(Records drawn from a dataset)
★ ★ ★ ★

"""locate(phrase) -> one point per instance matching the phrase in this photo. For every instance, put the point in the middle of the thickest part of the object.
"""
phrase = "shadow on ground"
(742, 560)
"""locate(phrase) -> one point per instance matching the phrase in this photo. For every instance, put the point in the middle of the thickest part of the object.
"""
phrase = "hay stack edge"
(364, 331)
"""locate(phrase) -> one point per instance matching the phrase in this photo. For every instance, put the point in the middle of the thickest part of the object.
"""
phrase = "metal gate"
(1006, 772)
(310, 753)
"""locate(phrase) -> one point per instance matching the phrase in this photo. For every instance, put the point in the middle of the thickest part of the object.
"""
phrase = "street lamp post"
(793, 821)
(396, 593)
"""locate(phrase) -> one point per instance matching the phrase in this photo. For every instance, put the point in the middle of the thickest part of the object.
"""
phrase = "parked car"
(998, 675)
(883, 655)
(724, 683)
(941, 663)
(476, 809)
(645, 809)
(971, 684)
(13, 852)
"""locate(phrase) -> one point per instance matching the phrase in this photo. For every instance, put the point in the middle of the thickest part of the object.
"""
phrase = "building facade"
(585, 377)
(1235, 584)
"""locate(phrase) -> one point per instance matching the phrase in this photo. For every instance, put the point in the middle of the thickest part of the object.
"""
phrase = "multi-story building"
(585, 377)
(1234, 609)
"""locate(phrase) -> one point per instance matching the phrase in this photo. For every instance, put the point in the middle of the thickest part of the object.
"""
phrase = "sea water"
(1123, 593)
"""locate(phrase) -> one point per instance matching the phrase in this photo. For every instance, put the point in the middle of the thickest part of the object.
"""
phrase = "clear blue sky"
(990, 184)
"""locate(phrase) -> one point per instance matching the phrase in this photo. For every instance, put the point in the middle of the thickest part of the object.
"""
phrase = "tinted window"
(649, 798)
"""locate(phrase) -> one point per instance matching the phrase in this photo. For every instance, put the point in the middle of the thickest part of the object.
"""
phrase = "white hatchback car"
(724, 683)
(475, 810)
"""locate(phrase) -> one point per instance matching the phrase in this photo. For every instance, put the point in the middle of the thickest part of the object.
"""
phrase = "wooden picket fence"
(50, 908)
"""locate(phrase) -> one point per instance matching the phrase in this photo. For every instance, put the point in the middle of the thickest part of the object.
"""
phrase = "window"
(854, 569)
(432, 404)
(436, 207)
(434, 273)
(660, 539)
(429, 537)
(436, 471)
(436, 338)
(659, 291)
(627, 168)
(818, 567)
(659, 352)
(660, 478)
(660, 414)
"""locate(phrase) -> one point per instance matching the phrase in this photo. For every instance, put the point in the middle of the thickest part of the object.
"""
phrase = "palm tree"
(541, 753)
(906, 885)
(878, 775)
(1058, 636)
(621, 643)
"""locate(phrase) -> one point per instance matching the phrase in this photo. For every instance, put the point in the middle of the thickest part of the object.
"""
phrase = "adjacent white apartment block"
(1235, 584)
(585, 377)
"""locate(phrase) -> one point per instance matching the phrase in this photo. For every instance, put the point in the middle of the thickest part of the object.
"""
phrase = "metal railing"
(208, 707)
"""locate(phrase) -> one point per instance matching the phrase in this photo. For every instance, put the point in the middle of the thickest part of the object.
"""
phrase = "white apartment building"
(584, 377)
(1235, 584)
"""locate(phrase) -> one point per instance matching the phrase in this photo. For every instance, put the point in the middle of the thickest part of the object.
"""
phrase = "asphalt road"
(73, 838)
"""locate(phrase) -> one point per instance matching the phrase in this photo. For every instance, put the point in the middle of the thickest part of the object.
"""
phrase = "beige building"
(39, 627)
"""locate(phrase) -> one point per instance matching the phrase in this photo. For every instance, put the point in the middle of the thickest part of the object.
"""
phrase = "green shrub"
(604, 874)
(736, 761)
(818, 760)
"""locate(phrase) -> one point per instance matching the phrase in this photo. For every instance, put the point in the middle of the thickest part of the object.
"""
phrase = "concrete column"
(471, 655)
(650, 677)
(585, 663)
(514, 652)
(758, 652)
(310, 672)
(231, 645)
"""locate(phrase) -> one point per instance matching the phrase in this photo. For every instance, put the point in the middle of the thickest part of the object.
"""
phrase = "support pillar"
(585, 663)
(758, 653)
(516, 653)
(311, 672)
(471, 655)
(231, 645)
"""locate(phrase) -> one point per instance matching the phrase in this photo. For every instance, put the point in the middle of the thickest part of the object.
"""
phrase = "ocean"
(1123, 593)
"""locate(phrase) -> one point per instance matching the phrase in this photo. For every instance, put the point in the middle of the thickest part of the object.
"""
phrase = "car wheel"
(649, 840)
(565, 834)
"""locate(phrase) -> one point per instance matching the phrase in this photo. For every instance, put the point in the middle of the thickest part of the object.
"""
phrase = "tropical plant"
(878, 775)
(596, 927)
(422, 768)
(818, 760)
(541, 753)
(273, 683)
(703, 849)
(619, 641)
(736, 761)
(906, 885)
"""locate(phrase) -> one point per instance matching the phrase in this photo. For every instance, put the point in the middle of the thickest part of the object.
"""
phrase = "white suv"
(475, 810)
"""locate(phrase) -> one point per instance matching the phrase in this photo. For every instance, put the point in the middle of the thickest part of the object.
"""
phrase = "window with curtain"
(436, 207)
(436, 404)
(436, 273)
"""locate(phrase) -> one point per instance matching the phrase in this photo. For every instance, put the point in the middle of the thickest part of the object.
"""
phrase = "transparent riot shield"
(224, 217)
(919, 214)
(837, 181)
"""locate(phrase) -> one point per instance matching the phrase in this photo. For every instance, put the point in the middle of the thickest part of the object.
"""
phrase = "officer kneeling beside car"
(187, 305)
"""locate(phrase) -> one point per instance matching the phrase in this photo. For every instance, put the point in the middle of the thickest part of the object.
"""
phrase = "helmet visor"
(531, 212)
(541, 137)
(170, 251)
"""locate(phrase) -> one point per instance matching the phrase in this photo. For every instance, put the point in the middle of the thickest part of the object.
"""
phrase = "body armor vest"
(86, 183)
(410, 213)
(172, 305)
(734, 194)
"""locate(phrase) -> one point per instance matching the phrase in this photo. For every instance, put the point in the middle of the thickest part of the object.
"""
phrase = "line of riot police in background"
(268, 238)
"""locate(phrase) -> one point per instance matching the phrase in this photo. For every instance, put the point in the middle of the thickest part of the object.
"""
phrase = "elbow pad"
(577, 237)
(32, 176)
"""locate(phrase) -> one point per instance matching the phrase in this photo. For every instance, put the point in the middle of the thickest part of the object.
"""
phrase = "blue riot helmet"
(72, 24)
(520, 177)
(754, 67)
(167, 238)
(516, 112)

★ ★ ★ ★

Without changing a word, write out each entry again.

"""locate(phrase) -> one point per instance matching the phrase in this photo. For every instance, put the point in the middle of the thickest part of the object.
"""
phrase = "shadow on ground"
(742, 560)
"""locate(phrase) -> one point per instance matching the phrase in this photo. For every instance, put the point in the middle of the thickest part of the object.
"""
phrase = "hay stack edge"
(364, 331)
"""locate(phrase) -> one point per instance matching the phrase in this photo. For every instance, put the point in the middle of the thickest part of the object.
"""
phrase = "metal gate"
(1006, 772)
(310, 753)
"""locate(phrase) -> one point per instance matching the phrase in this photo. For every instance, put the point in the middle of the thickest part of the object.
"""
phrase = "street lamp post"
(793, 821)
(396, 593)
"""locate(phrase) -> one point per instance matching the phrase in this photo. For every instance, put the point in the middle of the thickest part of the object.
"""
phrase = "parked car"
(998, 675)
(883, 655)
(724, 683)
(941, 663)
(476, 809)
(645, 809)
(971, 684)
(13, 852)
"""locate(phrase) -> one point per instance matching the phrase in this photo. For every instance, put the point in the middle of the thickest part of the object.
"""
phrase = "building facade"
(585, 377)
(1235, 584)
"""locate(phrase) -> one point per instance matching the phrase in this photo. For every instance, put the point in the middle of the thickest part of the object.
"""
phrase = "multi-story building"
(585, 377)
(1234, 609)
"""locate(phrase) -> one point per instance matching the phrase in this photo. For every instance, put the point in the middle of the thickest part of the object.
"""
phrase = "sea water"
(1123, 593)
"""locate(phrase) -> one point per instance matching the phrase in this photo. For every instance, put the point in the middle of the thickest part of the object.
"""
phrase = "clear blue sky"
(990, 184)
"""locate(phrase) -> one point per instance matching the phrase in this photo. For every instance, put the point in the middle of the thickest part of the object.
"""
phrase = "tinted window"
(649, 798)
"""locate(phrase) -> one point per instance matching the phrase in this photo. For every instance, put the point in the middle of the thickest part of the object.
"""
phrase = "white hatchback car"
(724, 683)
(475, 810)
"""locate(phrase) -> one point per instance matching the phrase in this photo. For every instance, put the point in the middle of the thickest part of the object.
"""
phrase = "wooden picket fence"
(50, 908)
"""locate(phrase) -> one point per instance matching the phrase in this photo. For every instance, put the point in the middle of the thickest part of the object.
"""
phrase = "window"
(854, 569)
(432, 404)
(436, 207)
(434, 273)
(660, 539)
(429, 537)
(436, 471)
(436, 338)
(659, 291)
(627, 168)
(818, 567)
(659, 352)
(660, 478)
(660, 414)
"""locate(phrase) -> one point per instance matching the phrase in this photo. For every instance, put the point in the middle of the thickest part of the object.
"""
phrase = "palm tree"
(541, 753)
(906, 885)
(878, 775)
(1058, 636)
(621, 643)
"""locate(phrase) -> one point per instance matching the phrase in this photo. For every instance, put the point in the middle of the thickest part of the object.
"""
phrase = "adjacent white apartment block"
(1235, 584)
(585, 377)
"""locate(phrase) -> one point per instance matching the phrase in this photo. For every instance, put the point in the middle of the thickest part of the object.
"""
phrase = "metal railing"
(208, 707)
"""locate(phrase) -> one point per instance matching the phrase in this photo. For every instance, put the point in the middle of the thickest part of the object.
"""
phrase = "white apartment building"
(584, 377)
(1235, 584)
"""locate(phrase) -> one point per instance matching the phrase in this photo. For every instance, put the point in the middle of the thickest part of the object.
"""
phrase = "asphalt road"
(73, 838)
"""locate(phrase) -> one point per instance matching the phrase in this photo. For every instance, put the point in the middle of the thickest part of the object.
"""
phrase = "beige building"
(39, 627)
"""locate(phrase) -> one point per instance matching the phrase in this photo. For every instance, put the point in the middle of the thickest part of the object.
"""
phrase = "green shrub"
(604, 874)
(736, 761)
(818, 760)
"""locate(phrase) -> one point per instance matching the phrase in this photo. For every instance, put the point in the middle of the thickest part of the object.
"""
phrase = "concrete column"
(471, 655)
(650, 677)
(585, 663)
(514, 652)
(758, 652)
(310, 672)
(231, 645)
"""locate(phrase) -> one point per instance matching the phrase in this photo. For every instance, put the point in the middle of the thickest part of the object.
"""
phrase = "support pillar"
(585, 663)
(758, 653)
(516, 653)
(311, 672)
(471, 655)
(231, 645)
"""locate(phrase) -> one point per instance matching the phrase in this photo. For every instance, put the point in the middle of the thickest part of the object.
"""
phrase = "ocean"
(1123, 593)
"""locate(phrase) -> one point per instance matching the phrase in this photo. For every instance, put the point in the middle of the thickest part of the object.
"""
phrase = "car wheel"
(649, 840)
(565, 834)
"""locate(phrase) -> one point per instance matching the phrase in this photo. For every instance, put the point in the middle of the thickest part of the object.
"""
phrase = "tropical plant"
(878, 775)
(596, 927)
(422, 768)
(818, 760)
(541, 753)
(273, 683)
(703, 849)
(619, 641)
(736, 761)
(906, 885)
"""locate(phrase) -> one point per instance matching the phrase in this photo. For every instance, put the point in the middle of the thickest part of the object.
"""
phrase = "white suv"
(475, 810)
"""locate(phrase) -> one point per instance matching the phrase in this photo. For every instance, put the point in the middle of the thickest part of the object.
"""
phrase = "window with curtain"
(436, 207)
(436, 404)
(436, 273)
"""locate(phrase) -> one point per instance matching the phrase in this photo. For every instance, put the point in the middle of the thickest part of the object.
"""
phrase = "transparent riot shield"
(224, 217)
(919, 214)
(837, 181)
"""locate(phrase) -> one point per instance matching the phrase in this photo. For every instance, put the point in the middle of the thickest part of the object.
"""
phrase = "officer kneeling beside car"
(187, 305)
"""locate(phrase) -> one point per instance matching the phrase in this photo. For every instance, put the point in the middle of the thickest part of the object.
"""
phrase = "helmet visor"
(531, 212)
(541, 137)
(170, 251)
"""locate(phrase) -> one point per instance matching the phrase in this photo. For every instance, put the point in the middle of the thickest part of the object.
"""
phrase = "body armor vest"
(86, 183)
(410, 213)
(172, 305)
(734, 194)
"""locate(phrase) -> one point per instance matching the phrase in this photo. For every instance, put the point in the middle of the thickest part of the object.
"""
phrase = "line of riot police in background"
(268, 238)
"""locate(phrase) -> one point per instance matching the phrase in this photo. For every instance, put the point in the middle of the thickest part of the object.
"""
phrase = "elbow pad"
(577, 237)
(32, 176)
"""locate(phrase) -> one point per instance matching the phrase in this photo. For every instance, put the point in the middle of the thickest part of the object.
"""
phrase = "blue riot helmet"
(72, 24)
(520, 177)
(754, 67)
(167, 238)
(516, 112)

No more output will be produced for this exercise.